> _Direction_
Which lines in the entries below contain the string "above"? Copy each of those lines in full, counting only matches with the same case.

> _Given data_

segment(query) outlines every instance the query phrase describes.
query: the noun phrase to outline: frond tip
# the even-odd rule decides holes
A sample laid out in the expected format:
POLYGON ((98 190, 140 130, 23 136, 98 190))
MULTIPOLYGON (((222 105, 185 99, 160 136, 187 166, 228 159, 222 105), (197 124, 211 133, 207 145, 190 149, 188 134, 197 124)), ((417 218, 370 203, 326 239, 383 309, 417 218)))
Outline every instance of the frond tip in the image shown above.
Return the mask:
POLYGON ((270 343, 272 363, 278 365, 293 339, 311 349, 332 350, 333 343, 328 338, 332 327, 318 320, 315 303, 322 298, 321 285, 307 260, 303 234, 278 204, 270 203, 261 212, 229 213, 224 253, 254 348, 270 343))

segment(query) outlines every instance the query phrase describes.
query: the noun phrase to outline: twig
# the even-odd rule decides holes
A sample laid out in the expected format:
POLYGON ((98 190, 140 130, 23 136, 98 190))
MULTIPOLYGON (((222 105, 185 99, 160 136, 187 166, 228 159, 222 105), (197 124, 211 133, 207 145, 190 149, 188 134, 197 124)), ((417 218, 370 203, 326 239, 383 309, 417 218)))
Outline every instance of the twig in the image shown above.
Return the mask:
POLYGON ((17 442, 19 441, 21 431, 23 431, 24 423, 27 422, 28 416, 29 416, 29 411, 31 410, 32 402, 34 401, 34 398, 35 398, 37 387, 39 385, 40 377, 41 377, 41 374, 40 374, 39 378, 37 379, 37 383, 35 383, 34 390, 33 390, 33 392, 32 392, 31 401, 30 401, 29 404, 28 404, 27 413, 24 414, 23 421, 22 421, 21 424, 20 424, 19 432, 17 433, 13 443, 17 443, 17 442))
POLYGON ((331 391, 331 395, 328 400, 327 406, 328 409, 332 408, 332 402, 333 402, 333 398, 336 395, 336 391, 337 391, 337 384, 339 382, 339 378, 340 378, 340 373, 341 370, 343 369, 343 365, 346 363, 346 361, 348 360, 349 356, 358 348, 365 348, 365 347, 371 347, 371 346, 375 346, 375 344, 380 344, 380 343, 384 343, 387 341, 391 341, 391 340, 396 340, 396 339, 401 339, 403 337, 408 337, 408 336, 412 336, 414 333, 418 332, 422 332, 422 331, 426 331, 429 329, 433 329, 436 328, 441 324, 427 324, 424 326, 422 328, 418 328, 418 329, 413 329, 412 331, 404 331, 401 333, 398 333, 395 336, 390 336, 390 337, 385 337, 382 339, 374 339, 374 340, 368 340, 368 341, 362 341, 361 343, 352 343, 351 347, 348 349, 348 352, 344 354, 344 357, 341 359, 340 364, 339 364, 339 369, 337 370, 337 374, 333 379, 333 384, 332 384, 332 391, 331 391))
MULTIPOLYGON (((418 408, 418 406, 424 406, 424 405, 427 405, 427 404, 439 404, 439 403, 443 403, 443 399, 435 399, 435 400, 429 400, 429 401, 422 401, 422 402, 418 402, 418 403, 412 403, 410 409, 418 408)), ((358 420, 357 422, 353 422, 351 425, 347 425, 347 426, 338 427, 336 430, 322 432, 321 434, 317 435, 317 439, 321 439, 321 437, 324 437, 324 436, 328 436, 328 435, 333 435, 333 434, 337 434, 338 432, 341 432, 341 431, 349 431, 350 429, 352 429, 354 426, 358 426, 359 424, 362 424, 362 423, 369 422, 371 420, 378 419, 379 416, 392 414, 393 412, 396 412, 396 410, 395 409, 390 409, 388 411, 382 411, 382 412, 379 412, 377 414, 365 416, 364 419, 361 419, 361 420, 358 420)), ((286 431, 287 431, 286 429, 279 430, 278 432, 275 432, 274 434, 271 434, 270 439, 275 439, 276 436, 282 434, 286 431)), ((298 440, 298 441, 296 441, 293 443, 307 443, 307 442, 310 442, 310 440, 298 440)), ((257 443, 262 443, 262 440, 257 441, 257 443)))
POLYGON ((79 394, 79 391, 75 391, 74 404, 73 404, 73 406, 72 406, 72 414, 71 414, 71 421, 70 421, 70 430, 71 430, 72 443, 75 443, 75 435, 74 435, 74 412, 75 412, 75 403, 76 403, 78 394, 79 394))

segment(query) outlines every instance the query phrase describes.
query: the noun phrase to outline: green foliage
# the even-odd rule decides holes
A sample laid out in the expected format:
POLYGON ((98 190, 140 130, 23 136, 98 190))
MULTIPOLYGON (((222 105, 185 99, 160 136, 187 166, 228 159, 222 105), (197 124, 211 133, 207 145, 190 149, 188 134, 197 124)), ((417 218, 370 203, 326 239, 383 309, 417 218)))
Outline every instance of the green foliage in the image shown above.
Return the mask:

==

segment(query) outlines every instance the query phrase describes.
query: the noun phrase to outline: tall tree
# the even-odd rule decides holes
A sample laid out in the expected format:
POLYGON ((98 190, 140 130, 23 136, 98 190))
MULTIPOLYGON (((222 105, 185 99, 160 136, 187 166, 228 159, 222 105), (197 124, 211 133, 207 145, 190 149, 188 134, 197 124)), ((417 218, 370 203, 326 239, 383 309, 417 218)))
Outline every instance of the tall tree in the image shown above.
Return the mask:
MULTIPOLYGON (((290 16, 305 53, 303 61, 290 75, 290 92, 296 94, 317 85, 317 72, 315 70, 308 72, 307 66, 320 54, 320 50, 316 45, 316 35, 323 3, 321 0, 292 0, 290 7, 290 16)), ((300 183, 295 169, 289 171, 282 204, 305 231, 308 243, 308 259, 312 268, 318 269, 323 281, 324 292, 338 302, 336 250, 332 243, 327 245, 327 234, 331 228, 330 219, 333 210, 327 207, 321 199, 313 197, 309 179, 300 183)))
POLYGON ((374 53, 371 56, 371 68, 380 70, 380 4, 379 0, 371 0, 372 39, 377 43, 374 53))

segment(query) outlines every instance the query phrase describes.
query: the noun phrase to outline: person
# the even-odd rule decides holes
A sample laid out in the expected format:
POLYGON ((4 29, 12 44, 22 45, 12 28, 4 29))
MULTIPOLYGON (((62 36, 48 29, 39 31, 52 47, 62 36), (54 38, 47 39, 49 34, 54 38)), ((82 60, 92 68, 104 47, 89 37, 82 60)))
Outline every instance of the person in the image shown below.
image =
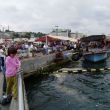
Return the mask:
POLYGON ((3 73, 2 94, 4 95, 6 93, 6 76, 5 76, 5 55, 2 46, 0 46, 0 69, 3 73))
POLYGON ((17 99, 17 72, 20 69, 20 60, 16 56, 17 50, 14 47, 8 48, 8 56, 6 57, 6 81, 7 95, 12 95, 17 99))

> _Solution to this exercise_
Outline every instance of the frond tip in the image shown above.
Outline every instance of the twig in the image shown above.
Outline every instance of the green foliage in the image shown above.
Outline every instance of the tall tree in the image shown above.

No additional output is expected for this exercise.